§ What is being asked:
Reproduce everything from the line containing "pile of olives | outline every instance" down to the end of the lines below, both ends included.

--------------------

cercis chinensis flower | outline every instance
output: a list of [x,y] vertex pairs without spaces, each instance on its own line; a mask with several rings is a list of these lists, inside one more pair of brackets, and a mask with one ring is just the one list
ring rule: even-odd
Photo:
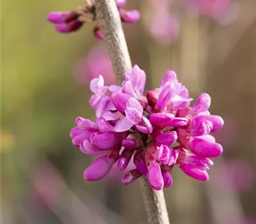
[[125,74],[122,86],[104,86],[101,76],[90,83],[90,104],[97,121],[81,117],[71,130],[73,144],[97,156],[84,172],[86,180],[104,177],[117,163],[128,184],[145,175],[159,190],[172,184],[172,170],[179,167],[195,179],[207,181],[207,170],[220,156],[221,145],[211,135],[220,129],[223,119],[208,111],[211,97],[201,93],[193,106],[187,88],[168,70],[159,88],[143,95],[146,74],[137,65]]
[[[115,0],[117,8],[122,22],[134,23],[140,19],[138,10],[125,10],[122,8],[126,4],[126,0]],[[84,24],[97,20],[95,6],[91,0],[86,0],[84,6],[77,10],[68,12],[51,12],[48,14],[47,20],[55,26],[55,29],[61,33],[68,33],[79,30]],[[98,26],[93,29],[94,36],[104,39],[103,34]]]

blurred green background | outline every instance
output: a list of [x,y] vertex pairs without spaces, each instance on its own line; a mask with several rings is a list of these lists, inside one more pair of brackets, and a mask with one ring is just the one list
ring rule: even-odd
[[[92,158],[69,138],[76,117],[94,118],[88,86],[77,83],[72,73],[100,41],[92,34],[93,24],[62,35],[45,18],[51,11],[83,3],[2,1],[3,224],[147,223],[138,181],[130,186],[113,178],[85,182],[83,172]],[[168,45],[146,29],[147,1],[131,0],[127,7],[142,15],[140,22],[124,29],[132,63],[148,76],[147,88],[158,86],[164,72],[174,70],[194,98],[202,92],[211,95],[211,113],[226,122],[216,135],[224,156],[215,159],[209,182],[177,171],[173,186],[164,190],[173,223],[256,220],[255,3],[237,3],[236,18],[222,26],[191,17],[175,1],[180,33]]]

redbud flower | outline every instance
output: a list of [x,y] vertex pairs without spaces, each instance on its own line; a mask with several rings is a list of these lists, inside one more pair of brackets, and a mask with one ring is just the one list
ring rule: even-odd
[[100,74],[106,84],[115,83],[115,78],[111,62],[106,48],[97,45],[92,49],[86,58],[75,65],[74,76],[81,85],[88,85],[90,81]]
[[210,96],[201,93],[191,106],[188,89],[172,70],[147,97],[145,81],[145,72],[137,65],[126,72],[122,87],[105,86],[101,76],[91,81],[90,104],[97,121],[77,118],[70,132],[82,152],[98,156],[84,171],[84,179],[97,180],[114,164],[123,171],[133,163],[135,168],[122,179],[124,184],[144,175],[154,189],[169,187],[175,167],[192,178],[208,180],[213,165],[210,159],[223,152],[211,134],[224,124],[220,116],[210,114]]
[[153,0],[149,3],[145,20],[146,28],[159,44],[172,44],[179,34],[179,22],[172,12],[172,1]]
[[237,9],[234,3],[232,0],[183,0],[184,6],[191,13],[220,22],[228,22],[236,16]]
[[[138,10],[127,11],[122,8],[125,6],[125,0],[116,0],[122,21],[126,23],[134,23],[140,19]],[[79,29],[84,23],[97,20],[95,5],[90,1],[86,1],[86,5],[79,7],[79,10],[70,12],[52,12],[48,14],[47,20],[55,25],[56,31],[61,33],[68,33]],[[93,34],[97,38],[102,40],[104,35],[99,26],[95,26]]]

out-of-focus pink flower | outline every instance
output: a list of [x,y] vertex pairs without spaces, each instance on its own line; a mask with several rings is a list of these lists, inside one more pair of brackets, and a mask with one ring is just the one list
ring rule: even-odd
[[99,75],[104,77],[105,84],[115,83],[111,61],[106,48],[101,45],[93,47],[85,58],[78,61],[74,69],[75,79],[81,85],[89,84]]
[[205,15],[221,23],[232,20],[237,11],[233,0],[183,0],[182,2],[191,13]]
[[173,42],[179,33],[179,23],[172,12],[172,1],[150,1],[145,24],[159,44],[168,45]]
[[218,168],[223,170],[216,177],[219,180],[216,186],[220,189],[244,192],[249,190],[255,181],[252,167],[242,161],[226,161]]

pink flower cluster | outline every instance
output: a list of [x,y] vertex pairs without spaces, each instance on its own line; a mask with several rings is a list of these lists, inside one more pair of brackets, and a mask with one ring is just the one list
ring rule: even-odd
[[97,156],[85,170],[84,179],[102,179],[115,163],[124,170],[132,157],[136,168],[124,175],[124,184],[145,175],[154,189],[168,187],[175,166],[194,179],[208,180],[207,170],[213,164],[210,158],[223,151],[210,134],[224,123],[208,111],[210,96],[201,93],[190,106],[187,88],[171,70],[160,87],[146,96],[145,81],[145,72],[137,65],[125,74],[122,87],[104,86],[101,76],[92,80],[90,104],[97,121],[77,118],[70,132],[82,152]]
[[[126,0],[115,0],[122,21],[127,23],[137,22],[140,19],[138,10],[127,11],[122,8],[126,4]],[[61,33],[68,33],[79,29],[84,24],[97,20],[95,5],[90,0],[86,1],[85,6],[79,7],[77,11],[51,12],[48,14],[47,20],[55,26],[55,29]],[[99,26],[93,30],[94,36],[103,39],[104,36]]]

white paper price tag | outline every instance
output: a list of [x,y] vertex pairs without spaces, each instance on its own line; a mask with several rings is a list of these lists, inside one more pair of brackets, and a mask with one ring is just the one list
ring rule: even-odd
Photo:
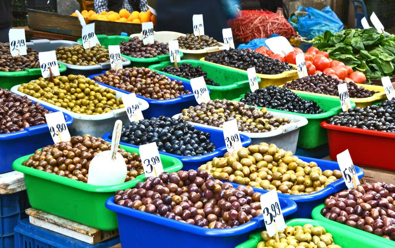
[[85,49],[89,49],[97,44],[100,45],[99,39],[95,34],[95,23],[82,26],[82,45]]
[[394,88],[392,86],[392,83],[391,83],[391,80],[389,79],[389,77],[387,76],[382,77],[381,82],[383,84],[383,86],[386,91],[387,99],[388,100],[391,100],[395,97],[395,91],[394,91]]
[[192,17],[194,26],[194,34],[197,36],[204,35],[204,26],[203,25],[203,15],[194,15]]
[[55,51],[39,53],[38,60],[40,62],[41,75],[43,75],[43,77],[51,77],[51,73],[49,73],[50,68],[53,76],[60,75],[60,73],[59,71],[58,61],[56,60],[56,54],[55,53]]
[[146,177],[158,177],[163,172],[163,166],[156,143],[140,146],[139,151]]
[[25,55],[26,51],[26,38],[24,29],[11,28],[8,32],[9,39],[9,51],[12,56],[17,55]]
[[275,190],[261,195],[261,208],[269,236],[272,237],[287,227]]
[[46,114],[45,119],[54,143],[70,141],[70,133],[63,113],[58,111]]
[[141,29],[143,30],[143,43],[144,45],[153,44],[154,24],[152,22],[143,23],[141,23]]
[[138,100],[136,96],[136,93],[133,92],[122,97],[122,101],[126,108],[128,113],[128,117],[130,122],[138,121],[143,120],[143,113],[139,105]]
[[203,102],[207,103],[210,101],[209,90],[207,88],[206,82],[204,81],[203,76],[191,79],[191,87],[198,103],[200,104]]
[[233,152],[238,151],[243,147],[240,135],[239,134],[237,122],[236,119],[224,122],[224,139],[225,139],[226,150]]
[[226,45],[226,50],[229,50],[229,48],[231,47],[234,49],[235,43],[233,42],[232,29],[229,28],[222,29],[222,36],[224,37],[224,43]]
[[251,67],[247,69],[247,75],[250,83],[250,88],[251,92],[254,92],[259,88],[258,85],[258,78],[256,76],[256,72],[255,67]]
[[380,34],[384,32],[384,26],[382,24],[381,22],[378,19],[378,17],[376,15],[374,12],[372,13],[371,15],[371,21],[373,25],[374,26],[376,29],[377,30],[377,32]]
[[353,189],[361,184],[357,177],[357,171],[350,156],[348,149],[337,154],[337,163],[346,185],[349,189]]
[[339,92],[339,98],[340,104],[342,105],[343,111],[347,111],[351,107],[351,102],[350,101],[348,90],[347,88],[347,83],[345,83],[337,85],[337,90]]
[[297,74],[299,78],[307,75],[307,68],[306,67],[305,54],[301,53],[296,54],[296,66],[297,68]]
[[265,41],[266,45],[275,53],[285,56],[293,51],[293,48],[284,36],[277,36],[268,39]]
[[177,60],[177,62],[181,60],[180,57],[180,49],[178,46],[178,41],[169,41],[169,54],[170,56],[170,61],[174,63]]

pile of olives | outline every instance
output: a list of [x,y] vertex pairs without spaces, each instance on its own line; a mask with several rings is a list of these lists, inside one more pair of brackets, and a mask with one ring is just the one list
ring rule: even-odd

--------------------

§ Answer for the task:
pile of olives | outline every instance
output: a list of [x,y] vertex pairs without spaces, each instance on its own line; a mask with several rings is a list of these lists, inside one more pair of brackets, and a mask with one ring is just the one list
ring rule: even-odd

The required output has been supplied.